- **About this exercise**: Please return each entry that follows exactly as written, and keep the pictures out.
[[ Given entries, beginning ]]
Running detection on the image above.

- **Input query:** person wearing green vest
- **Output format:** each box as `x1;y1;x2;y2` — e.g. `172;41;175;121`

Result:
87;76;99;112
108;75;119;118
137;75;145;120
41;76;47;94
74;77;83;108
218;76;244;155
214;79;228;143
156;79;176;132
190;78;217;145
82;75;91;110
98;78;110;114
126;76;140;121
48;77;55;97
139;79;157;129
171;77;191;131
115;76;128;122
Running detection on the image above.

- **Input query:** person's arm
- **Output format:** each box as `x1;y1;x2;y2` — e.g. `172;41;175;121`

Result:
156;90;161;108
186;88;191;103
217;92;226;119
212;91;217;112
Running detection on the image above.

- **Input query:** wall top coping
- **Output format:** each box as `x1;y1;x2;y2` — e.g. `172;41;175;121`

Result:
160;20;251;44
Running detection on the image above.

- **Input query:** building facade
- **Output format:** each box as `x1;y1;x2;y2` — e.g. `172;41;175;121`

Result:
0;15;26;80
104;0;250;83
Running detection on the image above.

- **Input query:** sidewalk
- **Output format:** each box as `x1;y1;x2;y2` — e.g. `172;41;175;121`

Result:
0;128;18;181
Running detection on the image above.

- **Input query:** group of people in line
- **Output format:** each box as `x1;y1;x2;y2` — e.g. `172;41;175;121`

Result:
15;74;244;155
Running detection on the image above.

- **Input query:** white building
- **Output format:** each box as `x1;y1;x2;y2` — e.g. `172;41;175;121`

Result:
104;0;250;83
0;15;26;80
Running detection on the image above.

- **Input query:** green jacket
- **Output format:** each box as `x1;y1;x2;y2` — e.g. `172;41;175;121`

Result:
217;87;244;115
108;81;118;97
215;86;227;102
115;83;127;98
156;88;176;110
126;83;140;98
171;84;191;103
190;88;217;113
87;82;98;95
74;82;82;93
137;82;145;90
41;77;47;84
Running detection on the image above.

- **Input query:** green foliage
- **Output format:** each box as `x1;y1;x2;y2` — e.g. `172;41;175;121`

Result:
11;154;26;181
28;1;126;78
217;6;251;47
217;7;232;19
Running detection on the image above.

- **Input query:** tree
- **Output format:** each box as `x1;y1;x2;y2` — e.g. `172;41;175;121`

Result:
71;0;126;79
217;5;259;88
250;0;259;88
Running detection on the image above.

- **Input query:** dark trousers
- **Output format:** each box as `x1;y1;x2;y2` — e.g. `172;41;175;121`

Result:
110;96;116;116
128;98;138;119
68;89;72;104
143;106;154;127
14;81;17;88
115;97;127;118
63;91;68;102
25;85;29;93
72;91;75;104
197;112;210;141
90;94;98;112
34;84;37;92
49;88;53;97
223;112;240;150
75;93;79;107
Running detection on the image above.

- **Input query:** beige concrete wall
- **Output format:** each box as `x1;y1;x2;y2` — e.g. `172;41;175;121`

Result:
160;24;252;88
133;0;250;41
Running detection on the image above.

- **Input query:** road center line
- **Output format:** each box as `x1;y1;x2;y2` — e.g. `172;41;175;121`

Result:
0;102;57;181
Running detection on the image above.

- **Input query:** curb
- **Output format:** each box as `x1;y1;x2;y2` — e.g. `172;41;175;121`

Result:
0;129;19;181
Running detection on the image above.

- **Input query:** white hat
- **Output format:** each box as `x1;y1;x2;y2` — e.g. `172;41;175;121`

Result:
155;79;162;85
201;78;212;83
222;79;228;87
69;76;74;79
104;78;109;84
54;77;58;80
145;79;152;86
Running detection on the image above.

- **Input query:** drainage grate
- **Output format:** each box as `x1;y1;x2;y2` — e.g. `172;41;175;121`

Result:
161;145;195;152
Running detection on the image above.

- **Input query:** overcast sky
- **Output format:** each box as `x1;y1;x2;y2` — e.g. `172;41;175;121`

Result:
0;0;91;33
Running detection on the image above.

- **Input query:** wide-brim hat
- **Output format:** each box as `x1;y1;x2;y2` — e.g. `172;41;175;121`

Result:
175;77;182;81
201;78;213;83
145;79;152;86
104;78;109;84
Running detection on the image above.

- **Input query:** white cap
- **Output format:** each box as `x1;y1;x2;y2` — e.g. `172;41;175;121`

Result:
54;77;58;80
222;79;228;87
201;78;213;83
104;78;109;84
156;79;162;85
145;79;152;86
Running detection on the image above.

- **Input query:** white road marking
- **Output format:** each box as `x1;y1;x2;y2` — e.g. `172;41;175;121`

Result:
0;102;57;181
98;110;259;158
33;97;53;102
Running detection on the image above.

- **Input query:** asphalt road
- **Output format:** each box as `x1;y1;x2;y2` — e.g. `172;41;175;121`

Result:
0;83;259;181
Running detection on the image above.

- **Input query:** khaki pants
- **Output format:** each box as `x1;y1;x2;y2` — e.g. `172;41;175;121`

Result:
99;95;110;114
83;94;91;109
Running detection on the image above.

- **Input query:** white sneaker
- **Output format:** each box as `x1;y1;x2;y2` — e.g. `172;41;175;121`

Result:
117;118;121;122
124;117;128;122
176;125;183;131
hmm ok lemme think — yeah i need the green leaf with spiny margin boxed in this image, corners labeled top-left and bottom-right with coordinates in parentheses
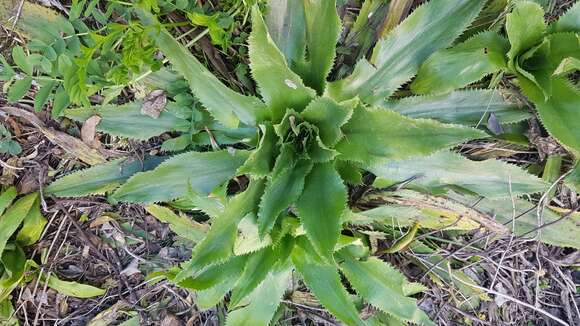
top-left (448, 192), bottom-right (580, 249)
top-left (258, 155), bottom-right (313, 236)
top-left (226, 264), bottom-right (292, 326)
top-left (354, 0), bottom-right (485, 103)
top-left (144, 204), bottom-right (206, 242)
top-left (177, 255), bottom-right (247, 291)
top-left (506, 1), bottom-right (545, 62)
top-left (249, 6), bottom-right (315, 121)
top-left (46, 156), bottom-right (166, 198)
top-left (237, 124), bottom-right (278, 178)
top-left (113, 150), bottom-right (249, 203)
top-left (340, 255), bottom-right (434, 326)
top-left (264, 0), bottom-right (305, 68)
top-left (515, 32), bottom-right (580, 98)
top-left (301, 98), bottom-right (354, 147)
top-left (175, 180), bottom-right (265, 280)
top-left (553, 57), bottom-right (580, 76)
top-left (229, 247), bottom-right (278, 307)
top-left (150, 26), bottom-right (266, 128)
top-left (297, 162), bottom-right (346, 259)
top-left (548, 0), bottom-right (580, 33)
top-left (411, 31), bottom-right (509, 94)
top-left (291, 238), bottom-right (365, 326)
top-left (325, 59), bottom-right (376, 102)
top-left (384, 89), bottom-right (530, 126)
top-left (0, 193), bottom-right (37, 255)
top-left (64, 101), bottom-right (190, 140)
top-left (369, 151), bottom-right (548, 198)
top-left (234, 214), bottom-right (272, 255)
top-left (294, 0), bottom-right (341, 94)
top-left (519, 77), bottom-right (580, 157)
top-left (196, 275), bottom-right (240, 310)
top-left (336, 106), bottom-right (486, 163)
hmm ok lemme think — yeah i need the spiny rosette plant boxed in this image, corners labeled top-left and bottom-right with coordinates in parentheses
top-left (43, 0), bottom-right (579, 325)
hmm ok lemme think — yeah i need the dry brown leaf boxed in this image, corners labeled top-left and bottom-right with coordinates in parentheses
top-left (81, 115), bottom-right (102, 148)
top-left (141, 89), bottom-right (167, 119)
[[ Given entries, end ]]
- **Answer to this exercise**:
Running detection on the image above.

- **Input query:** person wearing green vest
- **Output format:** each box as `x1;y1;x2;y2` — e.g. `172;41;175;121`

Result:
87;76;99;112
108;75;119;118
137;75;145;120
41;76;47;94
74;77;83;108
218;76;244;155
214;79;228;143
156;79;176;132
190;78;217;145
82;75;91;110
98;78;110;114
126;76;140;121
48;77;55;97
139;79;157;129
171;77;191;131
115;76;128;122
Running detection on the image above.

- **Input query:** person's arm
- **Output format:** each box as `x1;y1;x2;y2` — e.g. `172;41;175;121`

Result:
156;90;161;108
186;88;191;103
217;92;226;119
212;91;217;112
Running detection on the image above.

- **Input query:** wall top coping
- **Output format:** each box as `x1;y1;x2;y2` — e.g. `172;41;175;121`

Result:
160;20;251;44
Running detection on the image above.

- **Input query:** building facade
- **Output format:** each box as `x1;y1;x2;y2` — e.g. `172;41;175;121`

Result:
0;15;26;80
104;0;250;83
Running detection on the image above.

- **Input query:** sidewalk
- **Output format:** each box as `x1;y1;x2;y2` — e.g. `172;41;175;121`

Result:
0;128;18;181
Running detection on the image above.

- **Input query:** group of people in line
- **Output format:** each box as `x1;y1;x2;y2` — e.g. `172;41;175;121`

Result:
15;74;244;155
Running detection on the image above.

- **Input query:** white building
- **Output format:** each box as `x1;y1;x2;y2` — e.g. `172;41;175;121`

Result:
104;0;250;83
0;15;26;80
Running detection on the image above.

- **Input query:** green jacket
- **Output format:** each box as `x1;y1;x2;y2` — e.g. `172;41;175;121`

Result:
217;87;244;115
108;81;118;97
215;86;227;102
115;83;127;98
156;88;176;110
126;83;140;98
171;84;191;103
190;88;217;113
87;82;98;95
74;82;82;93
137;82;145;90
41;77;47;84
Running detection on the image above.

- **Input query:** green foliage
- **Output format:** each box as `x1;y1;x2;y2` — e.g. `172;41;175;121`

Result:
11;154;26;181
28;1;126;78
217;6;251;47
217;7;232;19
Running detection on the image above.

- **Input query:** tree
- **Output format:** each box as `x1;y1;x2;y2` — e.g. `172;41;175;121`

Result:
71;0;126;79
217;5;259;88
250;0;259;88
Running detection on the image above.

- **Input query:** dark trousers
- **Output format:** each box as `x1;y1;x2;y2` — e.g. `172;41;175;121`

Result:
110;96;116;116
128;98;138;119
68;89;72;104
143;106;154;127
14;81;17;88
115;97;127;118
63;91;68;102
25;85;29;93
72;91;75;104
197;112;210;141
90;94;98;112
34;84;37;92
49;88;53;97
223;112;240;150
75;93;79;107
Running detection on the image above.

- **Input query:** beige concrete wall
- **Output format:** each box as `x1;y1;x2;y2` — e.g. `172;41;175;121`

Result:
160;24;252;88
133;0;250;41
Running detection on the image above.

- **Input query:** road center line
- **Output format:** each box as `x1;y1;x2;y2` — e.g. `172;41;175;121`

Result:
0;102;57;181
Running detection on the image above.

- **Input query:** curb
- **Output format:** each box as `x1;y1;x2;y2` — e.g. `172;41;175;121`

Result:
0;129;19;181
Running detection on the image above.

- **Input query:** white hat
- **Output format:** each box as `x1;y1;x2;y2` — e.g. `172;41;175;121`

Result:
155;79;162;85
201;78;212;83
222;79;228;87
69;76;74;79
104;78;109;84
54;77;58;80
145;79;152;86
Running detection on the image above.

- **Input query:** drainage grate
- **Output format:** each box as `x1;y1;x2;y2` — e.g. `172;41;175;121`

Result:
161;145;195;152
Running detection on the image above.

- **Input query:** overcast sky
- **Output format:** each box as `x1;y1;x2;y2` — e.g. `172;41;175;121`

Result:
0;0;91;33
Running detection on the image above.

- **Input query:** wide-brim hat
- **Output format:** each box as `x1;y1;x2;y2` — e.g. `172;41;175;121`

Result:
175;77;182;81
201;78;213;83
145;79;152;86
104;78;109;84
Running detection on the image above.

- **Input query:** white cap
- **Output format:** each box as `x1;y1;x2;y2` — e.g. `172;41;175;121`

Result:
54;77;58;80
222;79;228;87
201;78;213;83
104;78;109;84
156;79;162;85
145;79;152;86
Running detection on the image above.

- **Input query:** white road marking
- **Output format:** each box as `x1;y1;x2;y2` — e.g. `172;41;175;121`

Result:
0;102;57;181
98;110;259;158
33;97;53;102
Running detection on the image above.

- **Input query:** asphalt road
- **Output format:** each box as `x1;y1;x2;y2` — e.g. `172;41;175;121`

Result:
0;83;259;181
Running detection on the image above.

- **Input query:** khaki pants
- **Output format:** each box as `x1;y1;x2;y2` — e.g. `172;41;175;121`

Result:
99;95;110;114
83;94;91;109
Running detection on the image above.

- **Input query:** white sneaker
- **Output format:** each box as `x1;y1;x2;y2` — e.g. `172;41;175;121`

Result:
117;118;121;122
124;117;128;122
176;125;183;131
hmm ok lemme think — yeah i need the green leaf with spiny margin boxed in this image, corners labeled top-left and bottom-right with coordinates in parentheses
top-left (448, 192), bottom-right (580, 249)
top-left (258, 155), bottom-right (313, 236)
top-left (226, 264), bottom-right (292, 326)
top-left (354, 0), bottom-right (485, 103)
top-left (144, 204), bottom-right (206, 242)
top-left (177, 255), bottom-right (247, 291)
top-left (506, 1), bottom-right (545, 62)
top-left (249, 6), bottom-right (315, 121)
top-left (46, 156), bottom-right (166, 198)
top-left (237, 124), bottom-right (278, 178)
top-left (113, 150), bottom-right (249, 203)
top-left (340, 255), bottom-right (434, 326)
top-left (264, 0), bottom-right (305, 68)
top-left (515, 32), bottom-right (580, 98)
top-left (301, 98), bottom-right (354, 147)
top-left (175, 180), bottom-right (265, 280)
top-left (553, 57), bottom-right (580, 76)
top-left (229, 247), bottom-right (278, 307)
top-left (150, 26), bottom-right (266, 128)
top-left (297, 162), bottom-right (346, 259)
top-left (548, 0), bottom-right (580, 33)
top-left (411, 31), bottom-right (509, 94)
top-left (291, 238), bottom-right (365, 326)
top-left (325, 59), bottom-right (376, 102)
top-left (384, 89), bottom-right (530, 126)
top-left (0, 193), bottom-right (37, 255)
top-left (64, 101), bottom-right (190, 140)
top-left (369, 151), bottom-right (548, 198)
top-left (234, 214), bottom-right (272, 255)
top-left (294, 0), bottom-right (341, 94)
top-left (519, 77), bottom-right (580, 157)
top-left (196, 275), bottom-right (240, 310)
top-left (336, 106), bottom-right (486, 163)
hmm ok lemme think — yeah i need the spiny rosette plant boxed in this image, corners labeled top-left and bottom-right with coordinates in parentheses
top-left (43, 0), bottom-right (579, 325)
hmm ok lemme think — yeah i need the dry brown leaf boxed in this image, corners labeled top-left and bottom-right with coordinates in parentheses
top-left (81, 115), bottom-right (102, 148)
top-left (141, 89), bottom-right (167, 119)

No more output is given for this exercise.